**Set task:**
Reproduce the entries below with "front door" changed to "main door" everywhere it occurs, keeping every other character the same.

-- -- --

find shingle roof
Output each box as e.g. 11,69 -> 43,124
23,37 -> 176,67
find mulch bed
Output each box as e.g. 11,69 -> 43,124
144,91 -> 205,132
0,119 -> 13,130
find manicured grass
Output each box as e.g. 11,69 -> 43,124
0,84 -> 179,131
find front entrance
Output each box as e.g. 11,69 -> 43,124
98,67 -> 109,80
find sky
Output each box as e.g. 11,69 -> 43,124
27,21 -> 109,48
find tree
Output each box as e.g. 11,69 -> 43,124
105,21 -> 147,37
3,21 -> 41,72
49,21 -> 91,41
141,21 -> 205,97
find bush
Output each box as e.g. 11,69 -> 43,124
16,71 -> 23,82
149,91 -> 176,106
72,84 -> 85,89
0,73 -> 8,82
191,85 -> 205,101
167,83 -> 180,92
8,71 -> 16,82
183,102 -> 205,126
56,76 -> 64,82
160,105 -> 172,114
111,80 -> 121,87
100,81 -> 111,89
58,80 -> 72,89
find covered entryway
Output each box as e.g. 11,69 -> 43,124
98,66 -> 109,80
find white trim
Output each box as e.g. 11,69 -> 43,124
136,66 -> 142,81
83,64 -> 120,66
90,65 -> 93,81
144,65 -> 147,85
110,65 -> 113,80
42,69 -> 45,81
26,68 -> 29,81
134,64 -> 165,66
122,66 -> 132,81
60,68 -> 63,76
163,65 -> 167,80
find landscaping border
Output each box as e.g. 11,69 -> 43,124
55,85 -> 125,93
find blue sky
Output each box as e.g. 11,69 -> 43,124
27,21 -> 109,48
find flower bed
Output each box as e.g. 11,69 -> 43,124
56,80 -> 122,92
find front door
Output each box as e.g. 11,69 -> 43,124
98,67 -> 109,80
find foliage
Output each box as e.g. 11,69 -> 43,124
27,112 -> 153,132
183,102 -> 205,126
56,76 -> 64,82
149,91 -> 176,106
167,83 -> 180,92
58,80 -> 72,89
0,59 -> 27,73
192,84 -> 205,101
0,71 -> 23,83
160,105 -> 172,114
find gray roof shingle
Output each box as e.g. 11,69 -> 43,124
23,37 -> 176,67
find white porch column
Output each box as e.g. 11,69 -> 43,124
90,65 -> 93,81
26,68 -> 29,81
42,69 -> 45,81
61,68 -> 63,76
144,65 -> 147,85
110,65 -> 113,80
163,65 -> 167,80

-- -- --

**Expected answer:**
find shingle roof
Output each box as e.g. 11,69 -> 43,124
23,37 -> 176,67
find mulch bed
Output each box as e.g. 11,69 -> 43,124
144,91 -> 205,132
0,119 -> 13,130
find manicured grass
Output each box as e.g. 11,69 -> 43,124
0,84 -> 179,131
find front entrance
Output each box as e.g. 11,69 -> 43,124
98,67 -> 109,80
find sky
Output each box as e.g. 11,69 -> 43,124
27,21 -> 109,48
find tree
Output each box as e.g. 11,69 -> 43,124
105,21 -> 147,37
3,21 -> 41,72
49,21 -> 91,41
141,21 -> 205,97
find bush
Output each box as e.g. 11,69 -> 43,124
16,71 -> 23,82
149,91 -> 176,106
72,84 -> 85,89
0,73 -> 8,82
191,85 -> 205,101
167,83 -> 180,92
8,71 -> 16,82
183,102 -> 205,126
56,76 -> 64,82
160,105 -> 172,114
111,80 -> 121,87
100,81 -> 111,89
58,80 -> 72,89
find covered entryway
Output each box as e.g. 11,69 -> 43,124
98,66 -> 109,80
find white trim
Output each box as e.g. 11,69 -> 43,124
136,66 -> 142,81
83,64 -> 120,66
90,65 -> 93,81
144,65 -> 147,85
110,65 -> 113,80
42,69 -> 45,81
26,68 -> 29,81
134,64 -> 165,66
122,66 -> 132,81
60,68 -> 63,76
163,65 -> 167,80
find landscaping border
Output each box as e.g. 11,69 -> 43,124
55,85 -> 125,93
find blue sky
Output each box as e.g. 11,69 -> 43,124
27,21 -> 109,48
find flower bed
Output each box as e.g. 11,69 -> 43,124
56,80 -> 122,92
find main door
Output each box as e.g. 11,69 -> 43,124
98,67 -> 109,80
find foliage
Output each box as e.g. 11,69 -> 43,124
27,112 -> 153,132
183,102 -> 205,126
56,76 -> 64,82
149,91 -> 176,106
167,83 -> 180,92
58,80 -> 72,89
0,59 -> 27,73
192,84 -> 205,101
0,71 -> 23,83
160,105 -> 172,114
find gray roof shingle
Output each box as e.g. 11,69 -> 43,124
23,37 -> 176,67
find white porch column
Output each box as e.g. 11,69 -> 43,124
90,65 -> 93,81
26,68 -> 29,81
42,69 -> 45,81
61,68 -> 63,76
144,65 -> 147,85
110,65 -> 113,80
163,65 -> 167,80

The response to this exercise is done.